(TASK TO CARRY OUT): For the data that follows, state how many lines hold the string "autumn", giving the number by itself.

Referring expression data
- Opening Delimiter -
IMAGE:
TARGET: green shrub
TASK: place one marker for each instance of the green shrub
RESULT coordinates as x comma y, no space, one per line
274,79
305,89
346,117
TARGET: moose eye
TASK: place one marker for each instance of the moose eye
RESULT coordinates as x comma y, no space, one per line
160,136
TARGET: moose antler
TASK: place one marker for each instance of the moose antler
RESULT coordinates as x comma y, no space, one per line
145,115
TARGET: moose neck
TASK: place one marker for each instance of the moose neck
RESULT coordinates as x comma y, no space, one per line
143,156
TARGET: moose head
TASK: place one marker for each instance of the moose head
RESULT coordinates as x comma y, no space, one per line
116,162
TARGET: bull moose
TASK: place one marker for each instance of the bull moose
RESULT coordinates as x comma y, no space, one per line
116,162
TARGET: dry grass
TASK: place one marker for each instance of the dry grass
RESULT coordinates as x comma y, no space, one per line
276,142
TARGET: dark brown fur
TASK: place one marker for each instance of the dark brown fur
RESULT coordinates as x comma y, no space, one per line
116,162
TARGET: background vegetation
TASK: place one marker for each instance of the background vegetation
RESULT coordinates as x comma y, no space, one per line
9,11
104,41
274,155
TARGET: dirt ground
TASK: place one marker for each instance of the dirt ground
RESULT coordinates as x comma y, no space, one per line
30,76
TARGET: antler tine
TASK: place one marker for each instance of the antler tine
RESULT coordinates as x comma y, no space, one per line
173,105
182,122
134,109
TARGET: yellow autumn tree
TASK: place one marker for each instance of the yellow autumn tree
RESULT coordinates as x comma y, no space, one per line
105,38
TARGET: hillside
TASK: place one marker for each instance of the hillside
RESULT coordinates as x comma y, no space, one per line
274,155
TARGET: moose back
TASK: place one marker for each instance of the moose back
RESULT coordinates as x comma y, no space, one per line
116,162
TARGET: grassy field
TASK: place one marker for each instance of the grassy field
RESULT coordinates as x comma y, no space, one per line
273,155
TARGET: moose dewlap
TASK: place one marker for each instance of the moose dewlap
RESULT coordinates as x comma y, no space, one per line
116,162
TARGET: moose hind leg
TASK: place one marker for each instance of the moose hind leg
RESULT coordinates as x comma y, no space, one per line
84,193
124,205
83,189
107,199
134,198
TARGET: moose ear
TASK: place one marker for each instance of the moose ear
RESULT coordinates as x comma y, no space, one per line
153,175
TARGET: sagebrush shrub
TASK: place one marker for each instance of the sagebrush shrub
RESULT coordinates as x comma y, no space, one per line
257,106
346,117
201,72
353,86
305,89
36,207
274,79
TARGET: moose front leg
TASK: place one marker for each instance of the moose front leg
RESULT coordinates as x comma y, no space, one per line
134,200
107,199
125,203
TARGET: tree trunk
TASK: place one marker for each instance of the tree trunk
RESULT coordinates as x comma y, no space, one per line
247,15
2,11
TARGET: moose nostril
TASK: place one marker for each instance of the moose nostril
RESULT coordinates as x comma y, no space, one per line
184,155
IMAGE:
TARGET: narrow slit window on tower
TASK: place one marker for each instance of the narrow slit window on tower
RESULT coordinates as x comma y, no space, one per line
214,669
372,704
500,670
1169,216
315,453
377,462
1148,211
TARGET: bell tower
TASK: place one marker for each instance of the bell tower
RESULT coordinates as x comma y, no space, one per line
- Closing Delimiter -
(EXERCISE SOLUTION): 2